Exercise> Extract every line between the one with "point: black shoe" and the end of the entries, both included, word for word and free of pictures.

Record list>
● ● ● ● ●

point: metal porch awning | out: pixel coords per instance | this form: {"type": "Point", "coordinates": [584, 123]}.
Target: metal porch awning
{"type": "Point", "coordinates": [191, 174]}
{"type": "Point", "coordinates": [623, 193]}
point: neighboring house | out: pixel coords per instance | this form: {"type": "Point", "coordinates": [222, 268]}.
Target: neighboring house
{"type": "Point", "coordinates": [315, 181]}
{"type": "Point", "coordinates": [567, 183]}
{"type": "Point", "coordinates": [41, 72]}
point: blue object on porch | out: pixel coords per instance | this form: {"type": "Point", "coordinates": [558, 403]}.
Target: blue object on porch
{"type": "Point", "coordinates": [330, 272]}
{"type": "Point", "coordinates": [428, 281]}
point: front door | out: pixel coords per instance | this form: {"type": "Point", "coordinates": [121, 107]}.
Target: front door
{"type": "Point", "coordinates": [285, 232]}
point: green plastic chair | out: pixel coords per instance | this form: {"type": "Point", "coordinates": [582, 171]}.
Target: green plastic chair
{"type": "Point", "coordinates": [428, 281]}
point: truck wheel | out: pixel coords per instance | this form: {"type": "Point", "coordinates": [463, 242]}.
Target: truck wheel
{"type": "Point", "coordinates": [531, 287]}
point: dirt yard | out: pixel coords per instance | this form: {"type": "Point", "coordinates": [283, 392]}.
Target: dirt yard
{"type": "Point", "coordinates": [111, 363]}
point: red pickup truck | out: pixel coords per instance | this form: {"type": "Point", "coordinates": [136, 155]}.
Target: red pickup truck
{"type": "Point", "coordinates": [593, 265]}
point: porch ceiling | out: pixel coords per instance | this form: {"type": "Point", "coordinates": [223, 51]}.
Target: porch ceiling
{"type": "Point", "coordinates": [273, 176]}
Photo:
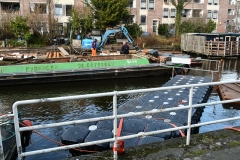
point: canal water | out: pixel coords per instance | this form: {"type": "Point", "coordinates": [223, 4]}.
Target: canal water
{"type": "Point", "coordinates": [45, 113]}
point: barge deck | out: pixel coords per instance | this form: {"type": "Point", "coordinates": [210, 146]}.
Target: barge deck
{"type": "Point", "coordinates": [229, 91]}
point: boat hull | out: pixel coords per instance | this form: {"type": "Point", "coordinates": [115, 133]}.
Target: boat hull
{"type": "Point", "coordinates": [84, 74]}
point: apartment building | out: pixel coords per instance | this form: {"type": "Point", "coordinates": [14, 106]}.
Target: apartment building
{"type": "Point", "coordinates": [148, 13]}
{"type": "Point", "coordinates": [38, 10]}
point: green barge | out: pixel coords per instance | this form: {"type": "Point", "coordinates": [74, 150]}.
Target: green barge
{"type": "Point", "coordinates": [92, 68]}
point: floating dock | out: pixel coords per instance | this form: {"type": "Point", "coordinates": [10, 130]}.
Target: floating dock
{"type": "Point", "coordinates": [229, 91]}
{"type": "Point", "coordinates": [93, 131]}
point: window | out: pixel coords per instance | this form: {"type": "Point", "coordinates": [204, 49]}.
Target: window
{"type": "Point", "coordinates": [143, 4]}
{"type": "Point", "coordinates": [39, 8]}
{"type": "Point", "coordinates": [216, 2]}
{"type": "Point", "coordinates": [10, 7]}
{"type": "Point", "coordinates": [165, 13]}
{"type": "Point", "coordinates": [197, 1]}
{"type": "Point", "coordinates": [173, 13]}
{"type": "Point", "coordinates": [60, 28]}
{"type": "Point", "coordinates": [230, 11]}
{"type": "Point", "coordinates": [155, 22]}
{"type": "Point", "coordinates": [143, 19]}
{"type": "Point", "coordinates": [68, 10]}
{"type": "Point", "coordinates": [215, 14]}
{"type": "Point", "coordinates": [130, 5]}
{"type": "Point", "coordinates": [129, 20]}
{"type": "Point", "coordinates": [210, 2]}
{"type": "Point", "coordinates": [58, 9]}
{"type": "Point", "coordinates": [151, 5]}
{"type": "Point", "coordinates": [209, 14]}
{"type": "Point", "coordinates": [231, 2]}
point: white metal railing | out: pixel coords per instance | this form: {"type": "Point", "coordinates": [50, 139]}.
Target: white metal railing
{"type": "Point", "coordinates": [114, 94]}
{"type": "Point", "coordinates": [3, 122]}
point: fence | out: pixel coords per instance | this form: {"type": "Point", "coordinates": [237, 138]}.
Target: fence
{"type": "Point", "coordinates": [114, 94]}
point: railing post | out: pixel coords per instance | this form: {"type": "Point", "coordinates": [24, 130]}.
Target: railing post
{"type": "Point", "coordinates": [1, 145]}
{"type": "Point", "coordinates": [172, 72]}
{"type": "Point", "coordinates": [189, 116]}
{"type": "Point", "coordinates": [115, 125]}
{"type": "Point", "coordinates": [17, 133]}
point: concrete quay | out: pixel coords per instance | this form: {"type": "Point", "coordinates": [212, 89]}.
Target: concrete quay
{"type": "Point", "coordinates": [216, 145]}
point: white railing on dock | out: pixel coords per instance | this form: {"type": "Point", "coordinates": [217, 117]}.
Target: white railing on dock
{"type": "Point", "coordinates": [3, 122]}
{"type": "Point", "coordinates": [115, 116]}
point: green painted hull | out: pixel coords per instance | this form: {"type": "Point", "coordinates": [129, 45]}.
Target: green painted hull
{"type": "Point", "coordinates": [49, 67]}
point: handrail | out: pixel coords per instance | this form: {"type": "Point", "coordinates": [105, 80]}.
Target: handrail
{"type": "Point", "coordinates": [190, 106]}
{"type": "Point", "coordinates": [1, 144]}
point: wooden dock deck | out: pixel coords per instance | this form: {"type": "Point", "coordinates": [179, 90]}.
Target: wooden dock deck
{"type": "Point", "coordinates": [229, 91]}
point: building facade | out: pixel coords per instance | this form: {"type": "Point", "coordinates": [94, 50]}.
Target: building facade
{"type": "Point", "coordinates": [148, 13]}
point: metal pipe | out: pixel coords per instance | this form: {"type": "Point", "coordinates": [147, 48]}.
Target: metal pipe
{"type": "Point", "coordinates": [115, 116]}
{"type": "Point", "coordinates": [1, 145]}
{"type": "Point", "coordinates": [124, 115]}
{"type": "Point", "coordinates": [189, 115]}
{"type": "Point", "coordinates": [115, 125]}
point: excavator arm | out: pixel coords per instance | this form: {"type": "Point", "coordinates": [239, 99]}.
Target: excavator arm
{"type": "Point", "coordinates": [126, 34]}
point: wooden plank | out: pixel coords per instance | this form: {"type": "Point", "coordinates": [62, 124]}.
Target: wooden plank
{"type": "Point", "coordinates": [63, 51]}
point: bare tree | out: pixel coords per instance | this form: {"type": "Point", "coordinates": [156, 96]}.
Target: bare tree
{"type": "Point", "coordinates": [179, 4]}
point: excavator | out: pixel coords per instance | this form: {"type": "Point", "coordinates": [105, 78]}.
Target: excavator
{"type": "Point", "coordinates": [87, 43]}
{"type": "Point", "coordinates": [124, 31]}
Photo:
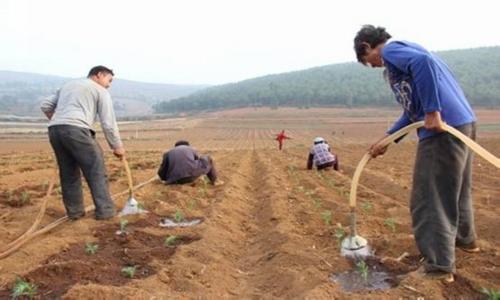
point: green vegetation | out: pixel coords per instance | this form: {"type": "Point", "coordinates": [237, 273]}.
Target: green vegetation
{"type": "Point", "coordinates": [391, 223]}
{"type": "Point", "coordinates": [492, 294]}
{"type": "Point", "coordinates": [346, 85]}
{"type": "Point", "coordinates": [129, 272]}
{"type": "Point", "coordinates": [91, 248]}
{"type": "Point", "coordinates": [363, 269]}
{"type": "Point", "coordinates": [366, 206]}
{"type": "Point", "coordinates": [123, 225]}
{"type": "Point", "coordinates": [178, 216]}
{"type": "Point", "coordinates": [327, 217]}
{"type": "Point", "coordinates": [23, 288]}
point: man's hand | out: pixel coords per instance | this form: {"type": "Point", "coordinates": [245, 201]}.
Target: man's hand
{"type": "Point", "coordinates": [433, 121]}
{"type": "Point", "coordinates": [378, 148]}
{"type": "Point", "coordinates": [119, 152]}
{"type": "Point", "coordinates": [49, 115]}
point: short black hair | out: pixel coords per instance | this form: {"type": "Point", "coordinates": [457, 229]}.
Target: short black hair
{"type": "Point", "coordinates": [371, 35]}
{"type": "Point", "coordinates": [98, 69]}
{"type": "Point", "coordinates": [181, 143]}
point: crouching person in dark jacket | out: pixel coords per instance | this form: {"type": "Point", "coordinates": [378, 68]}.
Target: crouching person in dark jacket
{"type": "Point", "coordinates": [182, 164]}
{"type": "Point", "coordinates": [321, 156]}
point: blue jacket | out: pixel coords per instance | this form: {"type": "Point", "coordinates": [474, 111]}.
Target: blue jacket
{"type": "Point", "coordinates": [423, 83]}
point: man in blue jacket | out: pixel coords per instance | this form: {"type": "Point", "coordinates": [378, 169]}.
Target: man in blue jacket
{"type": "Point", "coordinates": [441, 204]}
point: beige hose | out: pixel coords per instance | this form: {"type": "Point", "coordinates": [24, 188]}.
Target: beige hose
{"type": "Point", "coordinates": [29, 235]}
{"type": "Point", "coordinates": [129, 177]}
{"type": "Point", "coordinates": [391, 138]}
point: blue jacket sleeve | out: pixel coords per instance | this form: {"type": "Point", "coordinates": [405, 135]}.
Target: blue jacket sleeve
{"type": "Point", "coordinates": [402, 122]}
{"type": "Point", "coordinates": [422, 67]}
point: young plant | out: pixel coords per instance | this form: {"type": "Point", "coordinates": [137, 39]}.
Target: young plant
{"type": "Point", "coordinates": [171, 240]}
{"type": "Point", "coordinates": [178, 216]}
{"type": "Point", "coordinates": [23, 288]}
{"type": "Point", "coordinates": [340, 234]}
{"type": "Point", "coordinates": [492, 294]}
{"type": "Point", "coordinates": [123, 226]}
{"type": "Point", "coordinates": [363, 269]}
{"type": "Point", "coordinates": [25, 198]}
{"type": "Point", "coordinates": [327, 217]}
{"type": "Point", "coordinates": [129, 272]}
{"type": "Point", "coordinates": [192, 204]}
{"type": "Point", "coordinates": [91, 249]}
{"type": "Point", "coordinates": [366, 206]}
{"type": "Point", "coordinates": [391, 223]}
{"type": "Point", "coordinates": [317, 201]}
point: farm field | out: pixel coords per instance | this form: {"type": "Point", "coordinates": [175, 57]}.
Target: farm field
{"type": "Point", "coordinates": [271, 231]}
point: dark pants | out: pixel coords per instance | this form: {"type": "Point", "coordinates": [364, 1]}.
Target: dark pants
{"type": "Point", "coordinates": [441, 202]}
{"type": "Point", "coordinates": [208, 168]}
{"type": "Point", "coordinates": [334, 164]}
{"type": "Point", "coordinates": [76, 149]}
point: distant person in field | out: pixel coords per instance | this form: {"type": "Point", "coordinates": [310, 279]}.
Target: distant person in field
{"type": "Point", "coordinates": [441, 202]}
{"type": "Point", "coordinates": [72, 112]}
{"type": "Point", "coordinates": [321, 156]}
{"type": "Point", "coordinates": [182, 164]}
{"type": "Point", "coordinates": [281, 137]}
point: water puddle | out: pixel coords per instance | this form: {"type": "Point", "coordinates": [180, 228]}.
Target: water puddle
{"type": "Point", "coordinates": [171, 223]}
{"type": "Point", "coordinates": [366, 276]}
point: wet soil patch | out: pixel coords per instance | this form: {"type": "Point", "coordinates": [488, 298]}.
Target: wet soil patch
{"type": "Point", "coordinates": [369, 274]}
{"type": "Point", "coordinates": [138, 249]}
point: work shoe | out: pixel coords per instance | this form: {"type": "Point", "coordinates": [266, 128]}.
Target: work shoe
{"type": "Point", "coordinates": [105, 216]}
{"type": "Point", "coordinates": [470, 247]}
{"type": "Point", "coordinates": [74, 217]}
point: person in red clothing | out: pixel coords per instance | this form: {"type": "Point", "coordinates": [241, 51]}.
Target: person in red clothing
{"type": "Point", "coordinates": [280, 137]}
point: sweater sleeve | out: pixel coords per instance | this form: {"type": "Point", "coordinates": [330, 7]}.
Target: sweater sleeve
{"type": "Point", "coordinates": [422, 67]}
{"type": "Point", "coordinates": [49, 104]}
{"type": "Point", "coordinates": [108, 120]}
{"type": "Point", "coordinates": [402, 122]}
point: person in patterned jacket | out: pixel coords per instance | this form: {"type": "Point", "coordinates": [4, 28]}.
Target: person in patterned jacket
{"type": "Point", "coordinates": [321, 156]}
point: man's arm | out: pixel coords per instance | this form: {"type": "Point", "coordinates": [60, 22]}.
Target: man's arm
{"type": "Point", "coordinates": [108, 123]}
{"type": "Point", "coordinates": [49, 104]}
{"type": "Point", "coordinates": [310, 161]}
{"type": "Point", "coordinates": [162, 171]}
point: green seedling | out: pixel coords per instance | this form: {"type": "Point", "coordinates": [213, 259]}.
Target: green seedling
{"type": "Point", "coordinates": [491, 293]}
{"type": "Point", "coordinates": [25, 198]}
{"type": "Point", "coordinates": [171, 240]}
{"type": "Point", "coordinates": [129, 272]}
{"type": "Point", "coordinates": [339, 233]}
{"type": "Point", "coordinates": [363, 269]}
{"type": "Point", "coordinates": [317, 201]}
{"type": "Point", "coordinates": [192, 204]}
{"type": "Point", "coordinates": [366, 206]}
{"type": "Point", "coordinates": [391, 223]}
{"type": "Point", "coordinates": [178, 216]}
{"type": "Point", "coordinates": [23, 288]}
{"type": "Point", "coordinates": [91, 249]}
{"type": "Point", "coordinates": [123, 225]}
{"type": "Point", "coordinates": [327, 217]}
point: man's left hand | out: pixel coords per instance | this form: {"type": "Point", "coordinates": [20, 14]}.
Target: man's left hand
{"type": "Point", "coordinates": [434, 122]}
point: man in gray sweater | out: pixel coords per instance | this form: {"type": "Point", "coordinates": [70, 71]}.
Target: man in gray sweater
{"type": "Point", "coordinates": [183, 165]}
{"type": "Point", "coordinates": [72, 112]}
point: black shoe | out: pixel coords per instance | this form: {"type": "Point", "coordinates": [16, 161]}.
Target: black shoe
{"type": "Point", "coordinates": [470, 247]}
{"type": "Point", "coordinates": [105, 216]}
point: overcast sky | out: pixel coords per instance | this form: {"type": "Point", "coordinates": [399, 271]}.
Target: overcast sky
{"type": "Point", "coordinates": [220, 41]}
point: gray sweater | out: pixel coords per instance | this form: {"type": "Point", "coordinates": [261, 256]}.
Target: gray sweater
{"type": "Point", "coordinates": [78, 103]}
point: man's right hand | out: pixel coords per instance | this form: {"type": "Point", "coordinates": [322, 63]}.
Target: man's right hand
{"type": "Point", "coordinates": [378, 148]}
{"type": "Point", "coordinates": [119, 152]}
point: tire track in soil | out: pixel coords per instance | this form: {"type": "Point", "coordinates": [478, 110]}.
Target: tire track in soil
{"type": "Point", "coordinates": [275, 261]}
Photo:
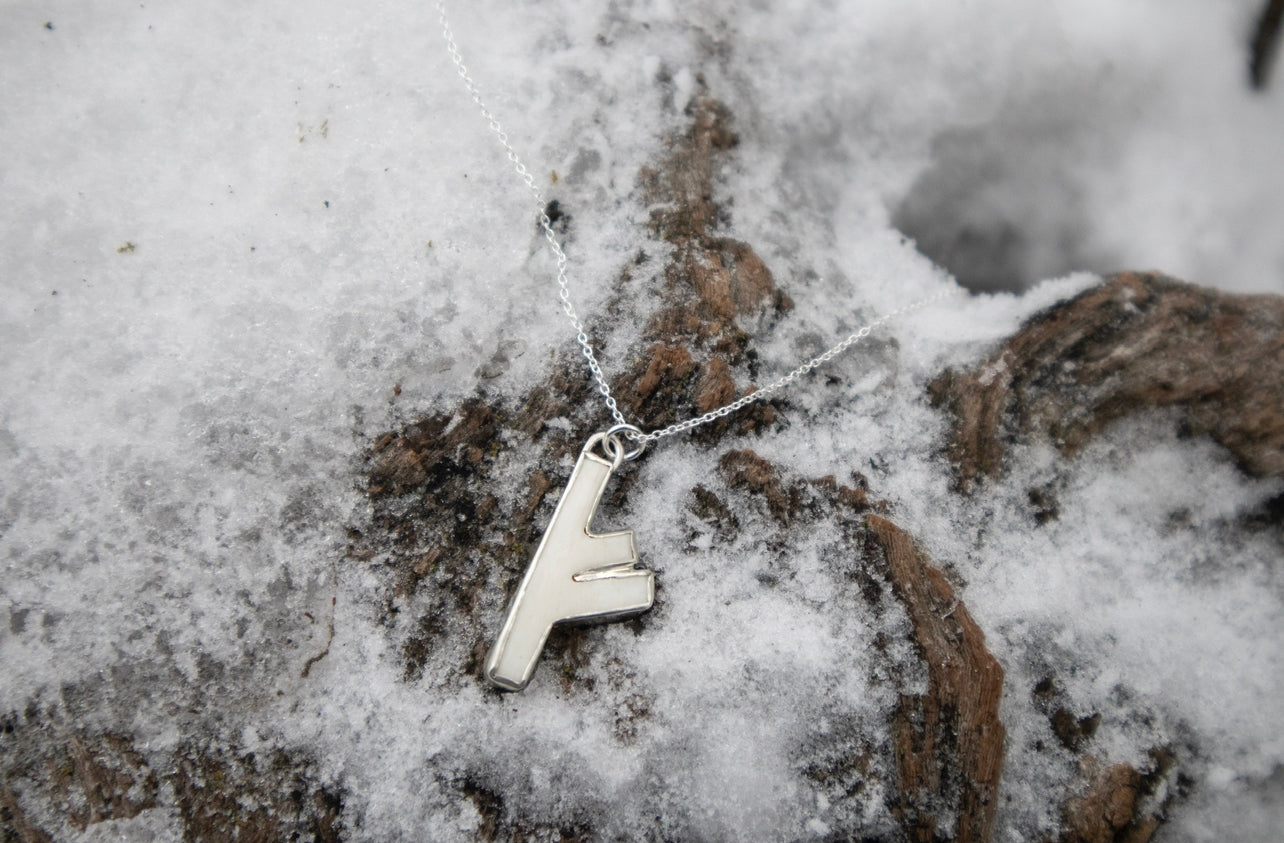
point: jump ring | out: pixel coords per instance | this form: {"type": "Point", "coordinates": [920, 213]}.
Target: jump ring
{"type": "Point", "coordinates": [629, 431]}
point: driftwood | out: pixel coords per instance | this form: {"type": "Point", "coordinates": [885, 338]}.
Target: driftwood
{"type": "Point", "coordinates": [1139, 341]}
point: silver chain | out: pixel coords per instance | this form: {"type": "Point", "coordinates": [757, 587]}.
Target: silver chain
{"type": "Point", "coordinates": [622, 425]}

● ● ● ● ●

Answer>
point: black shoe | out: pixel coords per instance | this form: {"type": "Point", "coordinates": [16, 161]}.
Target: black shoe
{"type": "Point", "coordinates": [470, 247]}
{"type": "Point", "coordinates": [105, 216]}
point: overcast sky | out: pixel coords per instance | this form: {"type": "Point", "coordinates": [399, 271]}.
Target: overcast sky
{"type": "Point", "coordinates": [220, 41]}
point: gray sweater | out: pixel coords per instance | this form: {"type": "Point", "coordinates": [261, 256]}.
Target: gray sweater
{"type": "Point", "coordinates": [78, 103]}
point: man's right hand | out: pixel coords per instance | this form: {"type": "Point", "coordinates": [322, 63]}.
Target: man's right hand
{"type": "Point", "coordinates": [378, 148]}
{"type": "Point", "coordinates": [119, 152]}
point: tire track in soil | out: pixel coords per instance | this form: {"type": "Point", "coordinates": [478, 110]}.
Target: tire track in soil
{"type": "Point", "coordinates": [275, 261]}
Photo:
point: jump ring | out: pixel coords per instance | this form: {"type": "Point", "coordinates": [920, 213]}.
Target: jump ring
{"type": "Point", "coordinates": [629, 431]}
point: driftwood | out: pixel coords per instance | this form: {"type": "Point", "coordinates": [885, 338]}.
Target: driftwood
{"type": "Point", "coordinates": [1139, 341]}
point: silver chain | out: pixel coords per instance | this form: {"type": "Point", "coordinates": [757, 587]}.
Target: silver chain
{"type": "Point", "coordinates": [622, 425]}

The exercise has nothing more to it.